** Begin Source material **
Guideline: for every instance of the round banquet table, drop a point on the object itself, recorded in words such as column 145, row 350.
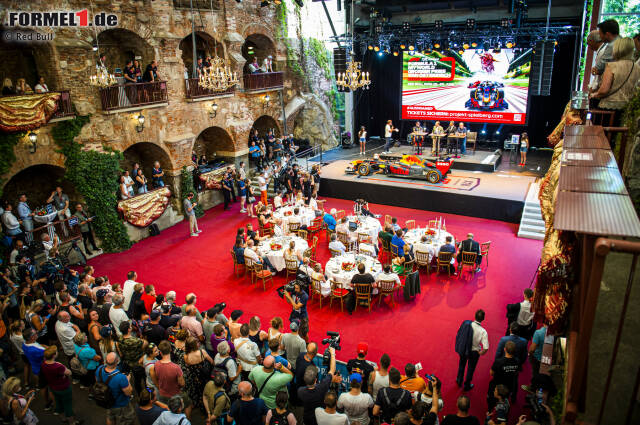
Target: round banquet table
column 306, row 216
column 277, row 257
column 368, row 225
column 432, row 246
column 334, row 271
** End Source material **
> **Stated task**
Lay out these lines as a Markdown table with the columns Number and Entry, numbering each row, skipping any blank lines, and leaving the pictures out of the answer.

> **Solution to the exercise**
| Number | Entry |
|---|---|
| 1 | Guideline: for every instance of the round banquet table, drop a point on the object itself, recorded in words such as column 145, row 350. |
| 2 | Target: round banquet table |
| 3 | column 306, row 216 |
| 4 | column 277, row 257 |
| 5 | column 368, row 225 |
| 6 | column 432, row 246 |
| 7 | column 334, row 271 |